**DIRECTIONS FOR THIS TASK**
Set down the data again word for word. Skip any pictures.

SOURCE INFORMATION START

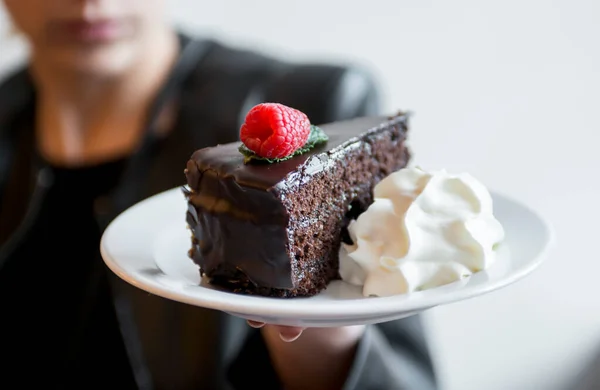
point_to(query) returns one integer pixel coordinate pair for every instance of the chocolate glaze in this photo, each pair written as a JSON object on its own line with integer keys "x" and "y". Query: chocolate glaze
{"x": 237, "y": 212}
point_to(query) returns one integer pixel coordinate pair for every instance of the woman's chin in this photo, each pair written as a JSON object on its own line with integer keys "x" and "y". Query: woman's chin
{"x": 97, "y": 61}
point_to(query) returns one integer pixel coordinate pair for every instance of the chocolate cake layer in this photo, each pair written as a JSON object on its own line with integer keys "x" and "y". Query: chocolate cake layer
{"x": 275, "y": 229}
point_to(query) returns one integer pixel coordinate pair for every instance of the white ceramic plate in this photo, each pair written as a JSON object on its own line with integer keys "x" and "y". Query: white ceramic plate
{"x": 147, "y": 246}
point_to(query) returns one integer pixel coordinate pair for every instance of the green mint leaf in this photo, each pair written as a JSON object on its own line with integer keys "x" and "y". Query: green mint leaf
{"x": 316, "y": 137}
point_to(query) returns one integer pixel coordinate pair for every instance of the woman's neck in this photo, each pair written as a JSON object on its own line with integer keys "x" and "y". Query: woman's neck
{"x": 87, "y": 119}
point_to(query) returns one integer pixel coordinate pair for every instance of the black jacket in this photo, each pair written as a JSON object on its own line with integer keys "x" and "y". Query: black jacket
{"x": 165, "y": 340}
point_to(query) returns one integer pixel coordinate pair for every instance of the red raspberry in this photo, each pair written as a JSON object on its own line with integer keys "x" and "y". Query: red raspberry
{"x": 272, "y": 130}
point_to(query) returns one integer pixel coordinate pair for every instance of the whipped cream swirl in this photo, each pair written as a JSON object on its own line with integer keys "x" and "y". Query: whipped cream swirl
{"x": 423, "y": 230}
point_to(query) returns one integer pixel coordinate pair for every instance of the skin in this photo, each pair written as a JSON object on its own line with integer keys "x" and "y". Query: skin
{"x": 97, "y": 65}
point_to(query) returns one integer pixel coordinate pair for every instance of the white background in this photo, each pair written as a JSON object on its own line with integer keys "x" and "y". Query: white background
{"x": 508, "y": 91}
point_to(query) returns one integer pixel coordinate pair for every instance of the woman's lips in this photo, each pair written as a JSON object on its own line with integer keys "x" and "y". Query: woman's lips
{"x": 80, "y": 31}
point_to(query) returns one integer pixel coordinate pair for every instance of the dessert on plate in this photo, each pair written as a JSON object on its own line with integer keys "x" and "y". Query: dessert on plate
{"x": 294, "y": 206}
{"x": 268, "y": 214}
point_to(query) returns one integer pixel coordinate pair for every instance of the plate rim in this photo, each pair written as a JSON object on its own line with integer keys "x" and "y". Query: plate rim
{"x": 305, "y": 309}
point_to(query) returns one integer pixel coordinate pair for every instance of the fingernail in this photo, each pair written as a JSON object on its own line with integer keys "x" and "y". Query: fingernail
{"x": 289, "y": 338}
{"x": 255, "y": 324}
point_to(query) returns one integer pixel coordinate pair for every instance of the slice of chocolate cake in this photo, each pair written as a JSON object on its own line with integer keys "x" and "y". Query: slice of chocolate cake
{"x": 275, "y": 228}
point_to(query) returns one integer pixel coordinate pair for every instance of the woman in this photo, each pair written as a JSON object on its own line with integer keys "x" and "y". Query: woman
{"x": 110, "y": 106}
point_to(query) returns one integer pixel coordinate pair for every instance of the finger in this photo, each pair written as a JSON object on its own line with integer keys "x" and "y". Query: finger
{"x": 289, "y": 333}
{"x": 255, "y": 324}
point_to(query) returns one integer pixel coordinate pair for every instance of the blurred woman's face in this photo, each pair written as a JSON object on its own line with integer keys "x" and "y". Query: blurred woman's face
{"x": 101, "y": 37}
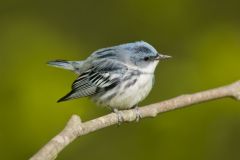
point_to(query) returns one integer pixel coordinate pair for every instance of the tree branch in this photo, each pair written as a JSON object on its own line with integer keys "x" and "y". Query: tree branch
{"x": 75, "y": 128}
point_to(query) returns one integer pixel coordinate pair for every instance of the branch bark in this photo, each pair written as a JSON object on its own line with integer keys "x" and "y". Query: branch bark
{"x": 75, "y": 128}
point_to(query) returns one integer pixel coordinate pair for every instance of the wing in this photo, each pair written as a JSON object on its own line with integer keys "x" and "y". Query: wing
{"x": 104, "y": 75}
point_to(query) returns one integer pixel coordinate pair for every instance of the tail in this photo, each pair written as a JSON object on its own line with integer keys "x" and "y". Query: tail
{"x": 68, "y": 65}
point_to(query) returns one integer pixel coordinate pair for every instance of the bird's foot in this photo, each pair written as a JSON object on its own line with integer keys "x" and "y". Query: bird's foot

SOURCE INFORMATION END

**TASK RESULT**
point_to(query) returns one integer pixel coordinate pair for every instance of the chocolate glaze in this photo, each pair written as a JSON object on its own line with integer keys "x" and "y". Query: chocolate glaze
{"x": 237, "y": 212}
point_to(query) returns one integer pixel coordinate pair for every instance of the woman's chin in this photo, each pair written as a JSON object on its own line with integer keys "x" and "y". Query: woman's chin
{"x": 97, "y": 61}
point_to(query) returns one integer pixel coordinate pair for every instance of the chocolate cake layer in this photo, each pair written as a JSON object on its own line with integer keys "x" and "y". Query: chocolate cake layer
{"x": 275, "y": 229}
point_to(query) returns one integer pixel coordinate pair for every instance of the white ceramic plate in this photo, each pair written as a JSON object on its own line with integer keys "x" and "y". Query: white ceramic plate
{"x": 147, "y": 246}
point_to(query) returns one integer pixel coordinate pair for every instance of the green mint leaf in this photo, each pair written as a JSON object on its own line with integer keys "x" and "y". Query: green mint leaf
{"x": 316, "y": 137}
point_to(query) returns one integer pixel coordinate pair for every instance of the woman's neck in this photo, each pair written as a JSON object on its own line with integer keys "x" and "y". Query: woman's neck
{"x": 87, "y": 119}
point_to(query) returns one integer pixel coordinate pair for every instance of the black jacket in this photo, each pair written as a JSON object on its own line with integer keys "x" and "y". Query: black jacket
{"x": 165, "y": 340}
point_to(query) returns one integer pixel coordinate pair for every instance of the red raspberry in this photo, each pair written as a JSON object on its own line with integer keys "x" and "y". Query: red raspberry
{"x": 272, "y": 130}
point_to(query) returns one integer pixel coordinate pair for every instance of the whipped cream swirl in this photo, each pair written as a JSON object on its own line with integer keys "x" and "y". Query: whipped cream swirl
{"x": 423, "y": 230}
point_to(query) returns one integer pixel coordinate pair for every instance of the skin in this photo, each pair written as a JSON object on its own line with integer keys "x" and "y". Query: skin
{"x": 97, "y": 65}
point_to(query) returns one integer pixel coordinate pair for every instance of the white background in this photo, each pair written as a JSON object on its own line with integer keys "x" and "y". Query: white background
{"x": 508, "y": 91}
point_to(query) returns one integer pixel coordinate pair for every instance of the woman's lips in this photo, each pair written as a JSON object on its own line with integer keys "x" and "y". Query: woman's lips
{"x": 80, "y": 31}
point_to(query) returns one integer pixel coordinate pair for every instance of the dessert on plate in this photo, each pair written as a JSON object on its own line with integer keys "x" and "y". Query: dessert on plate
{"x": 294, "y": 206}
{"x": 268, "y": 214}
point_to(query) returns one integer pixel coordinate pair for every instance of the plate rim in this photo, each pair written as a JSON object on its own line with integer keys "x" and "y". Query: plate rim
{"x": 305, "y": 309}
point_to(query) returns one integer pixel coordinate pair for every instance of the fingernail in this photo, each pair written as a JSON object on its own line with integer keys "x" and "y". Query: fingernail
{"x": 289, "y": 338}
{"x": 255, "y": 324}
point_to(query) returns one integer pixel coordinate pair for every instance of the slice of chocolate cake in this photo, each pair written as a JSON object on its own line with integer keys "x" and "y". Query: slice of chocolate cake
{"x": 275, "y": 228}
point_to(query) returns one integer pixel coordinate pair for every instance of the woman in this photo, each pair written as a JSON object on its own line with integer keys "x" and "y". Query: woman
{"x": 110, "y": 106}
point_to(query) returns one integer pixel coordinate pair for every instance of the finger in this photo, each pair written as a JSON object on its own line with integer keys "x" and "y". Query: finger
{"x": 289, "y": 333}
{"x": 255, "y": 324}
point_to(query) returns one integer pixel coordinate pair for every instance of the blurred woman's face in this photo, each pair written as a JSON object on its own line with integer keys "x" and "y". Query: blurred woman's face
{"x": 101, "y": 37}
point_to(query) returns one integer pixel coordinate pair for every instance of the tree branch in this photo, each pair written as a JSON object on its own line with integer keys "x" and "y". Query: tree branch
{"x": 75, "y": 128}
point_to(query) returns one integer pixel coordinate pair for every instance of the branch bark in this photo, each pair written as a JSON object on its own line with integer keys "x" and "y". Query: branch bark
{"x": 75, "y": 128}
point_to(query) returns one integer pixel coordinate pair for every instance of the wing in this photo, each pair written as a JSON object on its own line with integer keys "x" and "y". Query: wing
{"x": 104, "y": 75}
point_to(query) returns one integer pixel coordinate pair for every instance of the tail in this photo, each pair written as a JSON object on its own line with integer keys "x" and "y". Query: tail
{"x": 68, "y": 65}
point_to(query) returns one integer pixel coordinate pair for every instance of the bird's foot in this photo, each pair written as a JSON object on its own line with integer keys "x" and "y". Query: bird's foot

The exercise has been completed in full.